[Task details] Copy the data below exactly, omitting any picture it contains.

Saved data entries
Start
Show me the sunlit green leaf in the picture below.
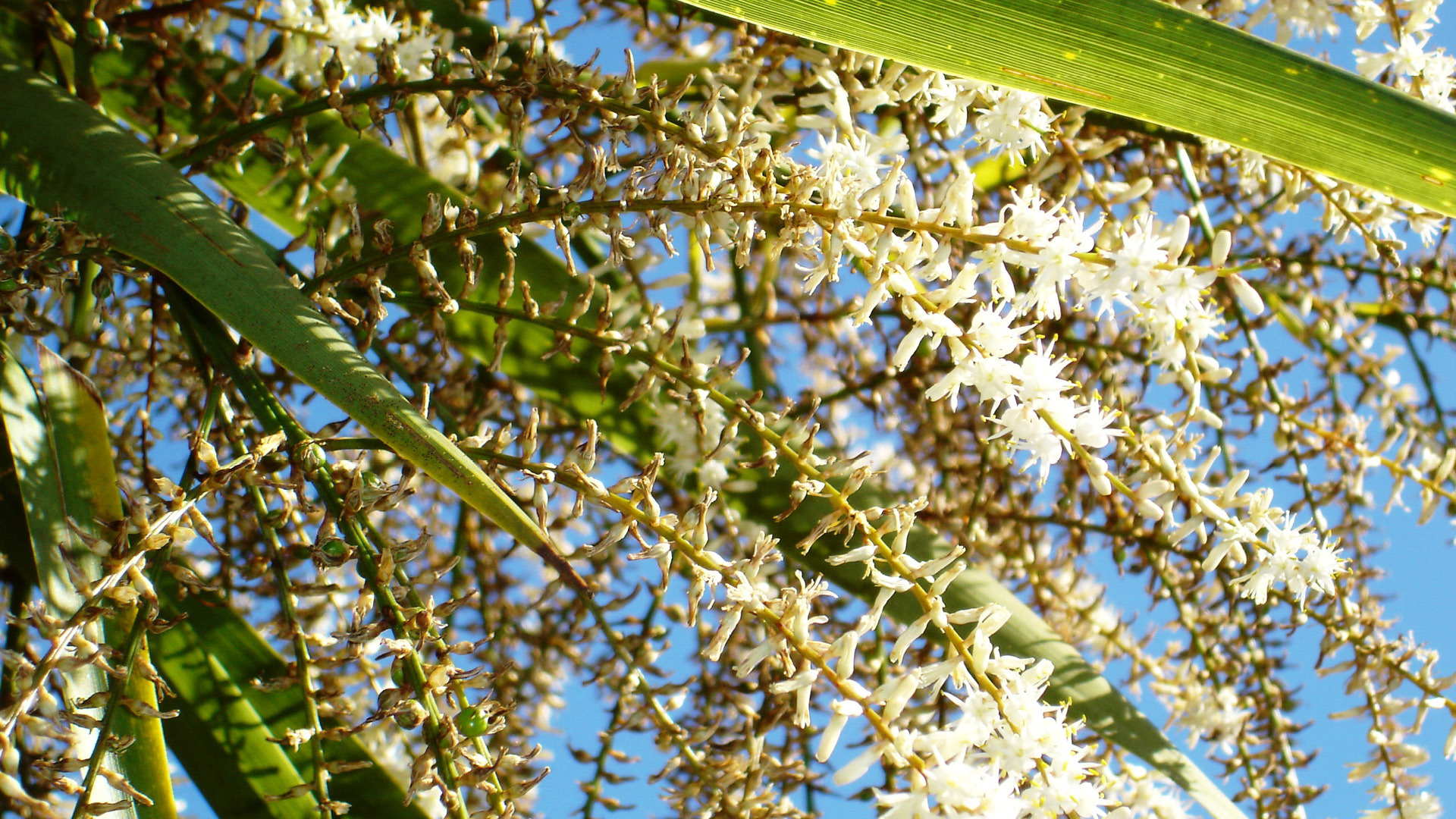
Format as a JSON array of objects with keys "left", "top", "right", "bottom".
[
  {"left": 675, "top": 0, "right": 1456, "bottom": 215},
  {"left": 0, "top": 65, "right": 579, "bottom": 585}
]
End
[The reply]
Show me the sunlit green leaf in the picture below.
Format as a JSON array of objects with keys "left", "top", "right", "bottom".
[
  {"left": 675, "top": 0, "right": 1456, "bottom": 215},
  {"left": 0, "top": 65, "right": 579, "bottom": 585}
]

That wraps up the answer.